╭─ SUPPLIED PASSAGE

Close the accounts that you know, or believe, have been tampered with or opened fraudulently.

Call and speak with someone in the security or fraud department of each company. Follow up in writing, and include copies (NOT originals) of supporting documents. It’s important to notify credit card companies and banks in writing. Send your letters by certified mail, return receipt requested, so you can document what the company received and when. Keep a file of your correspondence and enclosures.

When you open new accounts, use new Personal Identification Numbers (PINs) and passwords. Avoid using easily available information like your mother’s maiden name, your birth date, the last four digits of your Social Security number or your phone number, or a series of consecutive numbers.

If the identity thief has made charges or debits on your accounts, or has fraudulently opened accounts, ask the company for the forms to dispute those transactions:

  • For charges and debits on existing accounts, ask the representative to send you the company’s fraud dispute forms. If the company doesn’t have special forms, use the sample letter to dispute the fraudulent charges or debits. In either case, write to the company at the address given for “billing inquiries,” NOT the address for sending your payments.
  • For new unauthorized accounts, you can either file a dispute directly with the company or file a report with the police and provide a copy, called an “Identity Theft Report,” to the company.
    • If you want to file a dispute directly with the company, and do not want to file a report with the police, ask if the company accepts the FTC’s ID Theft Affidavit (PDF, 56 KB). If it does not, ask the representative to send you the company’s fraud dispute forms.
    • However, filing a report with the police and then providing the company with an Identity Theft Report will give you greater protection. For example, if the company has already reported these unauthorized accounts or debts on your credit report, an Identity Theft Report will require them to stop reporting that fraudulent information. Use the cover letter to explain to the company the rights you have by using the Identity Theft Report. More information about getting and using an Identity Theft Report can be found here.

Once you have resolved your identity theft dispute with the company, ask for a letter stating that the company has closed the disputed accounts and has discharged the fraudulent debts. This letter is your best proof if errors relating to this account reappear on your credit report or you are contacted again about the fraudulent debt.

╰─
╭─ GIVEN RECORDS

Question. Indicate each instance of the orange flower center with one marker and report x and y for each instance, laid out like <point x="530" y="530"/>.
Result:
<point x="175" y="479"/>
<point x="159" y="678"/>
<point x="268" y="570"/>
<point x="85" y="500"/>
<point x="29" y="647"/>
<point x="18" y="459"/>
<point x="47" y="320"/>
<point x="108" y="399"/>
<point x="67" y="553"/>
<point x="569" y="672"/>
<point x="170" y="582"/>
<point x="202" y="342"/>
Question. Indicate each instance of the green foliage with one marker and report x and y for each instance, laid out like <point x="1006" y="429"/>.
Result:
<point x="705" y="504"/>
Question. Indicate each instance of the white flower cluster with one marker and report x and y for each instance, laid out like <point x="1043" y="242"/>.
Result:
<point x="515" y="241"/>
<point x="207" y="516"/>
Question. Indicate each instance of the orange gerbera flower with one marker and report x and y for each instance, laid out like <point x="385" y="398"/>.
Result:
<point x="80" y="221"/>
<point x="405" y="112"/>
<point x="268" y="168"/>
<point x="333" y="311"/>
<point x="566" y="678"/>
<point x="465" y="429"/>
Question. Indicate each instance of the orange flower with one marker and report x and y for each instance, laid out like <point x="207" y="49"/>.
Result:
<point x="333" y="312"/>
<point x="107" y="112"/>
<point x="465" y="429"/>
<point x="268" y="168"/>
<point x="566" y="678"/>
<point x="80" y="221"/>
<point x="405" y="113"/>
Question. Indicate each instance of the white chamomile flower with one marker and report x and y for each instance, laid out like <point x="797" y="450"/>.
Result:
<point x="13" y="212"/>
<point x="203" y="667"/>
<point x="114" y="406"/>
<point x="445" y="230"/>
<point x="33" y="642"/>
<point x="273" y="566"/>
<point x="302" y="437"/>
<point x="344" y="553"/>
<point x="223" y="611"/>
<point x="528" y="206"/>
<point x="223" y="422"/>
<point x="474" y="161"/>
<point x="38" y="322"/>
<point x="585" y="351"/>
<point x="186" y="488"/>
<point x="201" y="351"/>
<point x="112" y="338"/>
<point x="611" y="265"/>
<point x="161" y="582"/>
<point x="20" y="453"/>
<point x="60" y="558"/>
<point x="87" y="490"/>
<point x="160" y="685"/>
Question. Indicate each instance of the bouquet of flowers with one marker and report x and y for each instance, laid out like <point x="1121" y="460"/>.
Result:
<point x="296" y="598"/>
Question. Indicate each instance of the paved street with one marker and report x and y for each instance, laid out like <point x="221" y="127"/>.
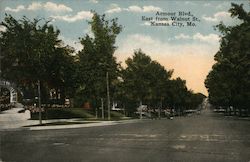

╰─

DIRECTIVE 1.
Rewrite the identity theft guidance between "When you open" and "of consecutive numbers.", inclusive, substituting "passcodes" for "passwords".
DIRECTIVE 2.
In the identity theft guidance, what address should you write to when disputing charges on existing accounts?

COMPLETE OUTPUT 1.
When you open new accounts, use new Personal Identification Numbers (PINs) and passcodes. Avoid using easily available information like your mother’s maiden name, your birth date, the last four digits of your Social Security number or your phone number, or a series of consecutive numbers.

COMPLETE OUTPUT 2.
The address given for "billing inquiries," not the address for sending payments.